Internet Wiretapping and Carnivore

In the absence of encryption export controls and key-escrow systems, there are widespread fears that the U.S. government will turn to extraordinary surveillance measures in order to obtain information about criminal suspects. This brings us to the issue of Internet wiretaps and the deployment of other surveillance techniques by law-enforcement officials. To what extent should the Internet infrastructure allow or support these electronic surveillance architectures? Are these architectures susceptible to any unacceptable risks? How can we balance privacy rights with the need to monitor some digital communications in order to combat cybercrime, computer-related crime, and cyberterrorism? In order to answer these questions some historical perspective is essential.

The legality of wiretaps has a long and convoluted history in the United States. The first-known telephone wiretaps can be traced back to 1890. Since that time, telephone wiretapping has become a favorite tool of law-enforcement authorities. The Internet creates new threats and problems for law-enforcement officials. In a world where crime, like all other activities, is facilitated by digital technology, the ability to tap Internet communications seems indispensable.

Telephone or Internet wiretapping cannot be indiscriminate or undertaken on a whim by local police or federal authorities. The relevant legal principle is embodied in the Fourth Amendment, which protects citizens against unwarranted searches and seizure. This Amendment stipulates, "The right of the people to be secure in their persons, houses, papers, and effects, against unreasonable searches and seizures, shall not be violated." While the Fourth Amendment is a simple and hallowed right, its application to wiretapping is quite complex. In Olmstead v. the United States (277 U.S. 438 [1928]) the U.S. Supreme Court held that wiretaps did not violate the Fourth Amendment, since they did not amount to a physical search or a seizure of any property. But in Katz v. the United States (389 U.S. 347 [1967]) and Berger v. New York (388 U.S. 57 [1967]), this controversial decision was overturned. In the former case, Charles Katz was convicted of illegal gambling in a federal court based on evidence collected through a tap on his phone. He appealed, and ultimately the Supreme Court ruled that the evidence based on the wiretapped conversations was inadmissible; on that basis they threw out the conviction. This Supreme Court, unlike the Court that decided the Olmstead case, regarded electronic surveillance as the equivalent of search and seizure, so it was covered by the Fourth Amendment. According to the majority opinion in the Katz ruling, "The Fourth Amendment protects people, not places. What a person knowingly exposes to the public, even in his own home or office, is not a subject of Fourth Amendment protection. But what he seeks to preserve as private, even in an area accessible to the public, may be constitutionally protected."

## Data segment
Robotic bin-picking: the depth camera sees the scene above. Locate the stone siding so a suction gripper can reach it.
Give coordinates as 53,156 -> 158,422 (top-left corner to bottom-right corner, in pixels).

## Given request A
Decide whether each statement agrees with the text on Internet wiretapping, answering yes or no and quoting the words that settle it: (i) The first-known telephone wiretaps date back to 1890. (ii) In Olmstead, the Supreme Court held that wiretaps violated the Fourth Amendment. (iii) Charles Katz was convicted of illegal gambling in a state court.
## Given request B
Translate this sentence from the text on Internet wiretapping into Spanish: "Telephone or Internet wiretapping cannot be indiscriminate or undertaken on a whim by local police or federal authorities."
## Given request C
Write the next part of the text on Internet wiretapping, picking up after its final sentence.
The listing comes from a separate source unrelated to the text on Internet wiretapping.

## Exercise output A
(i) Yes: "The first-known telephone wiretaps can be traced back to 1890."
(ii) No: "the U.S. Supreme Court held that wiretaps did not violate the Fourth Amendment"
(iii) No: "Charles Katz was convicted of illegal gambling in a federal court"

## Exercise output B
Las escuchas telefónicas o de Internet no pueden ser indiscriminadas ni llevarse a cabo por capricho de la policía local o de las autoridades federales.

## Exercise output C
Since the Katz decision it has been necessary to get a court-issued warrant in order to conduct a wiretap, and that wiretap must generally be of short duration and must be narrowly focused. Congress affirmed these rulings by adopting Title III of the Omnibus Crime Control and Safe Streets Act of 1968. This legislation requires a court order based on probable cause in order to engage in wiretapping.

While the Katz and Berger decisions are regarded as a great advancement for privacy rights, civil libertarians believe that the Supreme Court moved in the reverse direction in the case of United States v. Miller (425 U.S. 435 [ 1976]). In Miller the Court held that personal information provided to a third party loses its Fourth Amendment protection. As a result, if one's credit records are made available to law-enforcement authorities in the course of an investigation, they are no longer entitled to Fourth Amendment protection. Finally, in what some consider as another blow to privacy, in Smith v. Maryland (442 U.S. 750 [1979]) the Supreme Court held that the numbers one dials to make a phone call, data collected with a "pen register" device, are not protected under the auspices of the Constitution. According to Dempsey (2000), "While the Court was careful to limit the scope of its decision, and emphasized subsequently that pen registers collect only a very narrow range of information, the view has grown up that transactional data concerning communications is not constitutionally protected."

In the mid-1980s, as the computer revolution accelerated, Congress attempted to anticipate privacy problems that would surface due to new electronic technologies. In 1986 it passed the Electronic Communications Privacy Act (ECPA). The ECPA clarified that wireless communications were to be given the same protection as wireline telephone communications. It amended the federal wiretap law so that it would now apply to cellular telephones, electronic mail, and pagers. According to Dempsey (1997), "The ECPA made it a crime to knowingly intercept wireless communications and e-mail, but authorized law enforcement to do so with a warrant issued on probable cause." The ECPA also established more precise rules for the deployment of pen registers, which identify the numbers dialed in an outgoing call.

Under this statutory framework, law-enforcement officials have enough latitude to engage in electronic surveillance whenever they deem it necessary. Empirical evidence also supports this supposition: The number of wiretaps has increased steadily from 564 in 1980 to 1,350 in 1999 (Schwartz 2001b). According to Steinhardt (2000), "In the last reporting period, the Clinton Administration conducted more wiretaps in one year than ever in history, and the number of 'roving wiretaps' (wiretaps of any phone a target might use, without specifying a particular phone) nearly doubled."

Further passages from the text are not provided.